The Ghana College of Physicians and Surgeons (GCPS) has obtained a £ 10 million grant to conduct in-depth research into the scourge of Non-Communicable Diseases (NCDs) in the West African sub region.
Awarded by the United Kingdom’s Department of Health and Social Care and the National Institute for Health and Care Research (NIHR), the project is expected to inform enhanced prevention, diagnosis and treatment strategies on inter-connected NCDs in three countries; Ghana, Burkina Faso and Niger.
It would span a five-year period and see to the establishment of a “Global Health Research Centre for NCDs control in West Africa, “which would among others coordinate research, provide training and horn skills of clinicians in the effective management of NCDs to improve the general health and wellbeing of the populace.
Co-led by the London School of Hygiene and Tropical Medicine (LSHTM), the centre would have other implementing institutions namely; Ashesi University, Ghana; Catholic University of West Africa (UCAO-UUB), Burkina Faso; and Laboratoired’Etudes et de Recherchesur les DynamiquesSociales et le Développement Local (LASDEL), Niger, on the project.
The Minister of Health, Kwaku Agyeman-Manu, in an address, said the research project was timely in the face of high prevalence of NCDs globally, with lower and middle-income countries being worst affected.
According to him, despite an increasing trend in NCD-related mortalities, implementation of interventions by African government had been slow and segregated.

Raw data:
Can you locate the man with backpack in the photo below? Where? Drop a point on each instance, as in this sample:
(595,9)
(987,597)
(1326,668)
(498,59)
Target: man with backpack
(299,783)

--

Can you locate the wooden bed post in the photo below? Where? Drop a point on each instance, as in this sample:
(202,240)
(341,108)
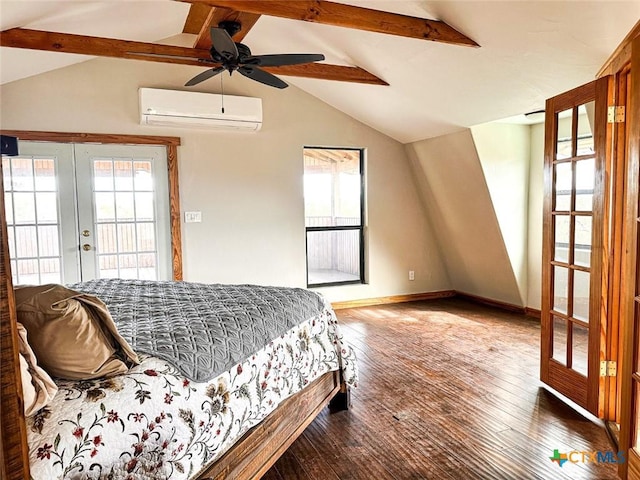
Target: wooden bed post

Task objective: Rewrite the stretch of the article on the NCD research grant from "It would span" through "on the project.", substituting "seven-year" for "five-year". The entries are drawn from a separate source and are unrelated to the article.

Reply to the task:
It would span a seven-year period and see to the establishment of a “Global Health Research Centre for NCDs control in West Africa, “which would among others coordinate research, provide training and horn skills of clinicians in the effective management of NCDs to improve the general health and wellbeing of the populace.
Co-led by the London School of Hygiene and Tropical Medicine (LSHTM), the centre would have other implementing institutions namely; Ashesi University, Ghana; Catholic University of West Africa (UCAO-UUB), Burkina Faso; and Laboratoired’Etudes et de Recherchesur les DynamiquesSociales et le Développement Local (LASDEL), Niger, on the project.